Images embedded in the records are excluded; print everything else exactly as given.

__Records for the task__.
>> START

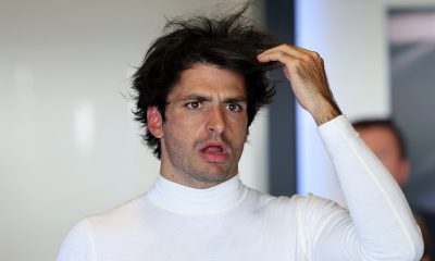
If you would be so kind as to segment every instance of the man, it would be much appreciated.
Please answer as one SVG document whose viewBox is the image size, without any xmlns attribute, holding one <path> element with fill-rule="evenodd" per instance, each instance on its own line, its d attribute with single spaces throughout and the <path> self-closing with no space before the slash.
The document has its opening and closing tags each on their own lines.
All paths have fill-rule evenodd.
<svg viewBox="0 0 435 261">
<path fill-rule="evenodd" d="M 410 174 L 410 161 L 403 136 L 391 119 L 364 119 L 352 123 L 355 129 L 369 148 L 380 158 L 400 187 Z M 432 237 L 420 215 L 414 217 L 422 231 L 424 252 L 422 261 L 432 260 Z"/>
<path fill-rule="evenodd" d="M 245 9 L 166 25 L 134 76 L 136 117 L 161 175 L 145 195 L 79 222 L 58 260 L 421 257 L 407 201 L 335 104 L 323 60 L 274 47 L 244 21 Z M 248 127 L 274 94 L 266 72 L 277 65 L 320 126 L 349 210 L 312 195 L 263 195 L 238 178 Z"/>
</svg>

>> END

__Finished answer__.
If you would be so kind as to segment every instance of the man, it would be much appreciated.
Please answer as one SVG document whose viewBox is the image size, without any xmlns attribute, holding one <path> element with fill-rule="evenodd" per instance, each instance on its own line, its d attribute with single spaces throughout and the <path> self-closing with no space before the slash.
The document has its opening and closing tags each on their own lines.
All paths have fill-rule evenodd.
<svg viewBox="0 0 435 261">
<path fill-rule="evenodd" d="M 410 174 L 410 161 L 403 136 L 391 119 L 364 119 L 352 123 L 355 129 L 369 148 L 380 158 L 400 187 Z M 432 237 L 420 215 L 414 217 L 422 231 L 424 252 L 422 261 L 432 260 Z"/>
<path fill-rule="evenodd" d="M 245 9 L 166 25 L 134 76 L 136 117 L 161 175 L 145 195 L 79 222 L 58 260 L 421 257 L 407 201 L 335 104 L 323 60 L 274 47 L 244 21 Z M 248 127 L 274 94 L 266 72 L 277 65 L 320 126 L 349 210 L 312 195 L 263 195 L 238 178 Z"/>
</svg>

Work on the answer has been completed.